Text section -
US20130133318A1

US20130133318A1 - Hydraulic travel drive with a closed hydraulic circuit and method for operating such a travel drive

Info

Publication number: US20130133318A1
Application number: US13/682,803
Authority: US
Inventors: Karl-Heinz Vogl; Michael Schuette
Original assignee: Robert Bosch GmbH
Current assignee: Robert Bosch GmbH
Priority date: 2011-11-24
Filing date: 2012-11-21
Publication date: 2013-05-30
Also published as: DE102011119309A1; FR2983274B1; FR2983274A1

Abstract

A hydraulic travel drive includes a primary hydraulic machine and at least one secondary hydraulic machine connected in a closed hydraulic circuit via a first and a second working line. A first accumulator is connected via a first valve to the first working line and via a second valve to the second working line. A second accumulator is connected via a third valve to the first working line and via a fourth valve to the second working line. The four valves are non-proportional switching valves each having two defined switching positions. A method for operating the drive includes comparing the high pressure working line to the first accumulator. If pressure in the accumulator is lower than in the working line, the first accumulator is connected to the high pressure working line for charging until pressure in the accumulator corresponds to that of the working line.

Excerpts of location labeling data
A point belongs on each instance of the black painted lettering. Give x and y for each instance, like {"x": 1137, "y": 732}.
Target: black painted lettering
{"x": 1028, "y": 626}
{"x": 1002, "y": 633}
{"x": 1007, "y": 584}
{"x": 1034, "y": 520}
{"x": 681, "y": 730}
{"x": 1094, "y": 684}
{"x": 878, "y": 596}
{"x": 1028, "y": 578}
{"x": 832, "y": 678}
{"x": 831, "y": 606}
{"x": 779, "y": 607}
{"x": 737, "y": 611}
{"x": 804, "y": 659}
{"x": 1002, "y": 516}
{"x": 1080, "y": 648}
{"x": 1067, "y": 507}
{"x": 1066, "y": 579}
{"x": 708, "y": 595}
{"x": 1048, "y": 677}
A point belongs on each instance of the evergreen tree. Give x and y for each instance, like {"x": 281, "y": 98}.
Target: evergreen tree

Work required -
Can you print the stretch of the patent page from "A hydraulic travel" through "the working line."? This material has no connection to the patent page.

Reply to the task -
A hydraulic travel drive includes a primary hydraulic machine and at least one secondary hydraulic machine connected in a closed hydraulic circuit via a first and a second working line. A first accumulator is connected via a first valve to the first working line and via a second valve to the second working line. A second accumulator is connected via a third valve to the first working line and via a fourth valve to the second working line. The four valves are non-proportional switching valves each having two defined switching positions. A method for operating the drive includes comparing the high pressure working line to the first accumulator. If pressure in the accumulator is lower than in the working line, the first accumulator is connected to the high pressure working line for charging until pressure in the accumulator corresponds to that of the working line.